[Position annotation items]

============================================================

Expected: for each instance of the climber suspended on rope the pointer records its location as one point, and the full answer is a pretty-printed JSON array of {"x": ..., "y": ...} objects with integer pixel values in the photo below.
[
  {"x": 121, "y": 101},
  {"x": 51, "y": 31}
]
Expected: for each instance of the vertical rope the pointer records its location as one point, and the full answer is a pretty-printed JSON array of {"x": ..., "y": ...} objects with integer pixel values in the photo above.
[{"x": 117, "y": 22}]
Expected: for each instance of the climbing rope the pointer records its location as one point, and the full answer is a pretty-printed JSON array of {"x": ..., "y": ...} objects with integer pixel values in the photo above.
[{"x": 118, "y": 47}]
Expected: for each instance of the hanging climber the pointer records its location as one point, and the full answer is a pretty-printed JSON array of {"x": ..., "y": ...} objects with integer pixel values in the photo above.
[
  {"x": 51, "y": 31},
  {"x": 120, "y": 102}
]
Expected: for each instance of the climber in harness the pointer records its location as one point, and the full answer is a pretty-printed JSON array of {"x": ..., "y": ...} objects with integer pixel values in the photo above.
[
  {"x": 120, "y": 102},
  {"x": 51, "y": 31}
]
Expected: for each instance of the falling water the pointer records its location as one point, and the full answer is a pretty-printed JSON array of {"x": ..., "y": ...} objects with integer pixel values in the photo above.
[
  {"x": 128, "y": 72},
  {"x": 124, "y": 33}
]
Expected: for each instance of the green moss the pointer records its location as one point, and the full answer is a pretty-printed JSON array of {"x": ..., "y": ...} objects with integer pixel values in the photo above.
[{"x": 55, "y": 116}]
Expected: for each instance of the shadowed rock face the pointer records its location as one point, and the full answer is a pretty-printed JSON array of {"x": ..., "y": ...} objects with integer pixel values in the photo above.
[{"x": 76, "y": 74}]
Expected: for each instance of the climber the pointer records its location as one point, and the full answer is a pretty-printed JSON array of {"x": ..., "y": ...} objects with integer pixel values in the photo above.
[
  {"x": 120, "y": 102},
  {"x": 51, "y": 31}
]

============================================================

GOAL
Copy everything from the line containing "Expected: for each instance of the shadowed" down to the end of the items, requests included, and increase every x and y coordinate in the answers by 77.

SOLUTION
Expected: for each instance of the shadowed rock face the pointer records its location as one point, and the full answer is a pretty-printed JSON array of {"x": ..., "y": ...} objects with integer pixel values in the photo above.
[{"x": 153, "y": 151}]
Expected: for each instance of the climber the pointer records its location as one point, and the full answer is a pretty-printed JSON array of {"x": ..., "y": ...} objects with integer pixel values in the photo above.
[
  {"x": 197, "y": 179},
  {"x": 128, "y": 108}
]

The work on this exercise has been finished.